Dataset entries:
┌──

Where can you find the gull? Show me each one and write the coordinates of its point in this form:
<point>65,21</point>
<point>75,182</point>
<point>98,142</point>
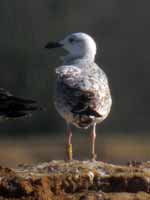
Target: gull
<point>12,107</point>
<point>82,94</point>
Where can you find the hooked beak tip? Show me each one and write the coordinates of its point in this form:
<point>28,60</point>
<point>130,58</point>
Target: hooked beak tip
<point>52,45</point>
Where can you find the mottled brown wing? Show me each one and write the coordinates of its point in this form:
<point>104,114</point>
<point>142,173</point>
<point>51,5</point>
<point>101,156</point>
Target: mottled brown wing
<point>76,93</point>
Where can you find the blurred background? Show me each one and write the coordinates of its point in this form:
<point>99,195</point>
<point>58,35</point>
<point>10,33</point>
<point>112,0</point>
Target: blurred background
<point>122,32</point>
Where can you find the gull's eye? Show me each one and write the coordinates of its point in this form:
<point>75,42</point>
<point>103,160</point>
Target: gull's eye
<point>71,40</point>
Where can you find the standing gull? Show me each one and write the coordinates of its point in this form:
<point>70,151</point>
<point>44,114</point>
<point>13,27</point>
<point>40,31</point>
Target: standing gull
<point>82,94</point>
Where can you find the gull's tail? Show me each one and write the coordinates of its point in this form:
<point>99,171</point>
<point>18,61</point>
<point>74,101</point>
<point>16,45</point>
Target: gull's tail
<point>14,107</point>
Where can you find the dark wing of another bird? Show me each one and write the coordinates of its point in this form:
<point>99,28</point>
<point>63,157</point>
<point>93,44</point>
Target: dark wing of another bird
<point>77,91</point>
<point>14,107</point>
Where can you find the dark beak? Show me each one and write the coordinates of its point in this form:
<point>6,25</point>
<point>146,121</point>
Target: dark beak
<point>52,45</point>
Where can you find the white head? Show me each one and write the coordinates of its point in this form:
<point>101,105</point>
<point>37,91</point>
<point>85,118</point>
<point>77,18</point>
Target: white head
<point>78,45</point>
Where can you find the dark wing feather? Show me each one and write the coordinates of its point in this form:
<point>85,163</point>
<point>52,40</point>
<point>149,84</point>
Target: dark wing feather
<point>14,107</point>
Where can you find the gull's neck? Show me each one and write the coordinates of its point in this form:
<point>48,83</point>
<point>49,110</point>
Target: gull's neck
<point>73,59</point>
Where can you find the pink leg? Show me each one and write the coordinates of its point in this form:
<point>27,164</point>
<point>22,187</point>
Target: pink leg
<point>93,142</point>
<point>69,142</point>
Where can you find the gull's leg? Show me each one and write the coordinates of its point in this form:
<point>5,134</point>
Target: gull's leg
<point>69,142</point>
<point>93,142</point>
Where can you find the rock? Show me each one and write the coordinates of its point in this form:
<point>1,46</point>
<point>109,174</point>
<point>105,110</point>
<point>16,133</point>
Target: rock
<point>76,180</point>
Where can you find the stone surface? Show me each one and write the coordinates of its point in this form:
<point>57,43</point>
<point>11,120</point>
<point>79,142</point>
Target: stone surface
<point>76,180</point>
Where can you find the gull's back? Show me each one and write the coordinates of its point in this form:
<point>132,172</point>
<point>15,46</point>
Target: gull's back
<point>82,93</point>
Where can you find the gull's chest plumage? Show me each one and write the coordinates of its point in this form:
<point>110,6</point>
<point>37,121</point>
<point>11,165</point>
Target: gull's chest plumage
<point>82,95</point>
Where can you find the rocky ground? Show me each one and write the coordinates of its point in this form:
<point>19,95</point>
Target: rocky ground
<point>76,180</point>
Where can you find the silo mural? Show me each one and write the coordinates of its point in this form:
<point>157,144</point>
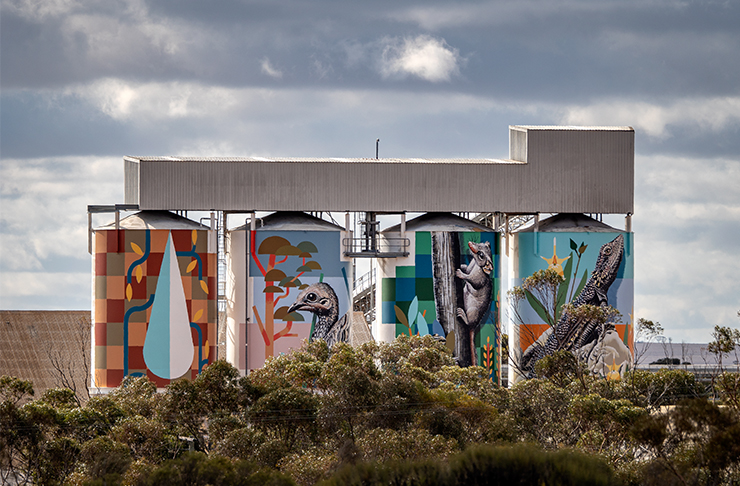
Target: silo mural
<point>154,299</point>
<point>449,285</point>
<point>299,285</point>
<point>595,265</point>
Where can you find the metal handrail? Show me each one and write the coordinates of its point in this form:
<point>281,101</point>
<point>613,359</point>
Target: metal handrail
<point>378,248</point>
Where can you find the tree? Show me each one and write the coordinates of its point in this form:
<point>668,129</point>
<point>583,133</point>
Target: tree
<point>647,331</point>
<point>725,341</point>
<point>278,284</point>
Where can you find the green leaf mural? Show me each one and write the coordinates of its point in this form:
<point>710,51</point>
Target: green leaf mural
<point>538,307</point>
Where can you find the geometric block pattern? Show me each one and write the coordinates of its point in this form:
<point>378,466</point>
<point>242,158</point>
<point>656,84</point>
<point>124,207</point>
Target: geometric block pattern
<point>415,283</point>
<point>127,265</point>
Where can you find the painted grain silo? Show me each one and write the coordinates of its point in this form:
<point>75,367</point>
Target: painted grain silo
<point>154,305</point>
<point>287,281</point>
<point>448,285</point>
<point>595,264</point>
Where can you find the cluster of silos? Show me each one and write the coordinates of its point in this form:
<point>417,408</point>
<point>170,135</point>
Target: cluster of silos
<point>448,285</point>
<point>154,299</point>
<point>595,264</point>
<point>287,281</point>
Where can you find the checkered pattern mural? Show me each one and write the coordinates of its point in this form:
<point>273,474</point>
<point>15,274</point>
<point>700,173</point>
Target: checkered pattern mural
<point>127,269</point>
<point>408,297</point>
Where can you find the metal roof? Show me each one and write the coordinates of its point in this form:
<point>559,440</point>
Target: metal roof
<point>33,341</point>
<point>549,170</point>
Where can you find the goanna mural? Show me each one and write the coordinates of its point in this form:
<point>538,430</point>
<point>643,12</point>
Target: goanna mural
<point>299,286</point>
<point>155,304</point>
<point>450,289</point>
<point>596,269</point>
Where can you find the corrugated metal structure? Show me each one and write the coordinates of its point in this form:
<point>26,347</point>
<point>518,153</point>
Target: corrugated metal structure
<point>49,348</point>
<point>550,170</point>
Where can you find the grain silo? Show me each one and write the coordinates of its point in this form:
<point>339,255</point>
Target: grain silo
<point>448,284</point>
<point>594,262</point>
<point>287,280</point>
<point>154,303</point>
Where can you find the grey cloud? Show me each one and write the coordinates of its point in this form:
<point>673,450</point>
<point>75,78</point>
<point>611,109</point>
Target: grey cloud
<point>516,50</point>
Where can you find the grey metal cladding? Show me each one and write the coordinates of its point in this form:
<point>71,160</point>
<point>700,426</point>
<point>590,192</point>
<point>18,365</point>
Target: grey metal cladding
<point>131,180</point>
<point>564,169</point>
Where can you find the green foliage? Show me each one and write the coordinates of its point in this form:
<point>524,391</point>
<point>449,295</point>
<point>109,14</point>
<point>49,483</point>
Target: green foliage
<point>663,387</point>
<point>397,413</point>
<point>13,390</point>
<point>694,443</point>
<point>103,456</point>
<point>561,368</point>
<point>484,466</point>
<point>197,469</point>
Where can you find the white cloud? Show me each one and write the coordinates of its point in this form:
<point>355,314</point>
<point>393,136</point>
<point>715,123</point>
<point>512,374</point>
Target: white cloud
<point>423,56</point>
<point>44,206</point>
<point>708,113</point>
<point>687,215</point>
<point>270,70</point>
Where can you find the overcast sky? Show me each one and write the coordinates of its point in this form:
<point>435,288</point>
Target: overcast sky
<point>85,82</point>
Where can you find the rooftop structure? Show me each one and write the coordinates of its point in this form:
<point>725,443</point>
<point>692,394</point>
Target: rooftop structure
<point>549,170</point>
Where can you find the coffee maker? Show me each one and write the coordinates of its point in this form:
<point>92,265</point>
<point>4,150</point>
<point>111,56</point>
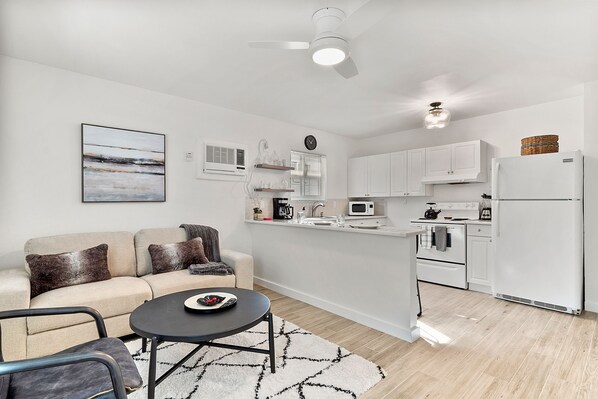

└──

» **TASK GOAL**
Your copy of the entries must be exact and must contain no pictures.

» **TASK SOLUTION**
Where can you find the gull? Show me each one and write the coordinates of its point in this form:
<point>65,21</point>
<point>75,182</point>
<point>98,142</point>
Target: gull
<point>12,107</point>
<point>82,94</point>
Where can you find the hooked beak tip? Show me each one and write the coordinates of its point in this form:
<point>28,60</point>
<point>130,58</point>
Target: hooked beak tip
<point>52,45</point>
Where can you find the mottled brown wing? Show me each one and write the coordinates of its point in this form:
<point>104,114</point>
<point>142,173</point>
<point>51,5</point>
<point>101,156</point>
Target: mottled brown wing
<point>76,93</point>
Where can you find the blurred background? Show me each one and write the coordinates of its point in this form:
<point>99,195</point>
<point>58,35</point>
<point>10,33</point>
<point>112,0</point>
Target: blurred background
<point>122,32</point>
Where can you find the gull's eye? Show me each one and write the coordinates of its point in this form:
<point>75,42</point>
<point>103,160</point>
Target: gull's eye
<point>71,40</point>
Where can you find the standing gull? Show me each one and write the coordinates of its point in this form:
<point>70,151</point>
<point>44,114</point>
<point>13,27</point>
<point>40,31</point>
Target: standing gull
<point>82,94</point>
Where can you find the gull's tail? Show me each one and write the coordinates of its point in this form:
<point>99,171</point>
<point>18,61</point>
<point>74,101</point>
<point>16,45</point>
Target: gull's tail
<point>14,107</point>
Where can you find the dark wing of another bird? Show me each one and write the coordinates of its point in this form:
<point>99,28</point>
<point>63,157</point>
<point>93,44</point>
Target: dark wing of another bird
<point>77,91</point>
<point>14,107</point>
Where can you find the dark beak? Show me each one and write the coordinates of its point in this form:
<point>6,25</point>
<point>146,121</point>
Target: dark beak
<point>52,45</point>
Where can you find the white head? Show me each one and write the coordinates of its point in this form:
<point>101,105</point>
<point>37,91</point>
<point>85,118</point>
<point>77,18</point>
Target: white head
<point>78,45</point>
Where can you find the dark wing feather? Show me each one and write the coordinates of its point in this form:
<point>85,163</point>
<point>52,40</point>
<point>149,84</point>
Target: dark wing feather
<point>14,107</point>
Where can you find the gull's neck? Show me each one and write the coordinates of its point in this form:
<point>48,83</point>
<point>49,110</point>
Target: gull's neck
<point>73,59</point>
Where can you find the pink leg? Show me each one and write the coordinates of its point in this form:
<point>27,164</point>
<point>22,187</point>
Target: pink leg
<point>93,142</point>
<point>69,142</point>
Where can you find the gull's leg? Show me each one and write the coordinates of its point in this form:
<point>5,134</point>
Target: gull's leg
<point>69,142</point>
<point>93,142</point>
Where can you find the rock? Show me each one and write the coordinates of its point in this form:
<point>1,46</point>
<point>109,174</point>
<point>105,110</point>
<point>16,133</point>
Target: rock
<point>76,180</point>
Where can you find the stone surface? Show me each one and write the coordinates of its point in this form:
<point>57,43</point>
<point>11,120</point>
<point>79,142</point>
Target: stone surface
<point>76,180</point>
Where can you find the gull's back? Show me each one and write the coordinates of its point in this form:
<point>132,172</point>
<point>15,46</point>
Target: gull's back
<point>82,93</point>
Where can you find the gull's chest plumage? Show me each one and write the coordinates of its point in this form:
<point>110,6</point>
<point>37,121</point>
<point>11,165</point>
Target: gull's chest plumage
<point>82,95</point>
Where can you find the rocky ground? Show me each one and write the coordinates of its point in this form:
<point>19,95</point>
Target: rocky ground
<point>76,180</point>
Where can you find the silo mural? Show me each one and write the coordinates of its point in this form:
<point>157,144</point>
Target: silo mural
<point>154,299</point>
<point>449,285</point>
<point>299,285</point>
<point>595,265</point>
Where can you find the metal handrail? Show me each one and write the coordinates of its point in this form:
<point>281,101</point>
<point>613,359</point>
Target: metal handrail
<point>378,248</point>
Where can you find the tree? Show me each one and write the coordinates of its point in this form:
<point>668,129</point>
<point>583,133</point>
Target: tree
<point>647,331</point>
<point>725,341</point>
<point>278,284</point>
Where can you find the green leaf mural? Show me each one and write the coordinates of its point in this form:
<point>710,51</point>
Target: green leaf mural
<point>538,307</point>
Where can you find the geometric block pattern? Show me each one and write the coordinates of its point in this form:
<point>378,466</point>
<point>242,158</point>
<point>656,84</point>
<point>124,207</point>
Target: geometric block pattern
<point>415,283</point>
<point>127,265</point>
Where can you find the painted grain silo? Show me each one and write the coordinates of its point in this form:
<point>75,367</point>
Target: painted grain silo
<point>154,305</point>
<point>287,281</point>
<point>448,285</point>
<point>595,264</point>
Where can you find the cluster of silos? Show me each one and write the coordinates of its point in this form:
<point>417,408</point>
<point>170,135</point>
Target: cluster of silos
<point>448,285</point>
<point>154,299</point>
<point>595,264</point>
<point>287,281</point>
Where can you find the checkered pattern mural? Show me each one and write the coordinates of its point in this form:
<point>273,474</point>
<point>15,274</point>
<point>700,173</point>
Target: checkered pattern mural
<point>127,269</point>
<point>408,297</point>
Where can you find the metal roof? Show me each one and write the coordinates of its point in this form:
<point>559,440</point>
Target: metal roof
<point>33,341</point>
<point>549,170</point>
Where can you find the goanna mural? Show me each one and write the coordinates of its point in this form:
<point>538,430</point>
<point>643,12</point>
Target: goanna mural
<point>299,286</point>
<point>155,304</point>
<point>450,289</point>
<point>596,269</point>
Where can you find the corrugated metal structure? Show me each one and write the coordinates of its point in this form:
<point>26,347</point>
<point>518,153</point>
Target: corrugated metal structure
<point>49,348</point>
<point>550,170</point>
Where can you find the grain silo? Show me each one and write the coordinates of its point in this form:
<point>339,255</point>
Target: grain silo
<point>448,284</point>
<point>594,262</point>
<point>287,280</point>
<point>154,303</point>
Where can you find the grey cloud? Show me each one and write the coordinates of its point in this form:
<point>673,450</point>
<point>75,78</point>
<point>611,109</point>
Target: grey cloud
<point>516,50</point>
Where can you find the grey metal cladding? Show me each one and write the coordinates of its point in this form:
<point>71,160</point>
<point>700,426</point>
<point>590,192</point>
<point>18,365</point>
Target: grey metal cladding
<point>131,180</point>
<point>564,169</point>
Where can you find the green foliage? Show me each one and write the coordinates of its point in this form:
<point>524,391</point>
<point>449,295</point>
<point>109,14</point>
<point>49,483</point>
Target: green foliage
<point>663,387</point>
<point>397,413</point>
<point>13,390</point>
<point>694,443</point>
<point>103,456</point>
<point>561,368</point>
<point>484,466</point>
<point>197,469</point>
Where can you find the white cloud? Show me each one and write the coordinates of its point in this form:
<point>355,314</point>
<point>393,136</point>
<point>715,123</point>
<point>512,374</point>
Target: white cloud
<point>423,56</point>
<point>44,206</point>
<point>708,113</point>
<point>687,215</point>
<point>270,70</point>
Where can you find the overcast sky? Show me each one and write the coordinates of its point in this form:
<point>435,288</point>
Target: overcast sky
<point>85,82</point>
Where can you find the rooftop structure? Show me each one and write the coordinates of its point in this form:
<point>725,443</point>
<point>692,394</point>
Target: rooftop structure
<point>549,170</point>
Where can you find the coffee maker? Show me each one and write the coordinates of its point in this form:
<point>92,265</point>
<point>4,150</point>
<point>111,56</point>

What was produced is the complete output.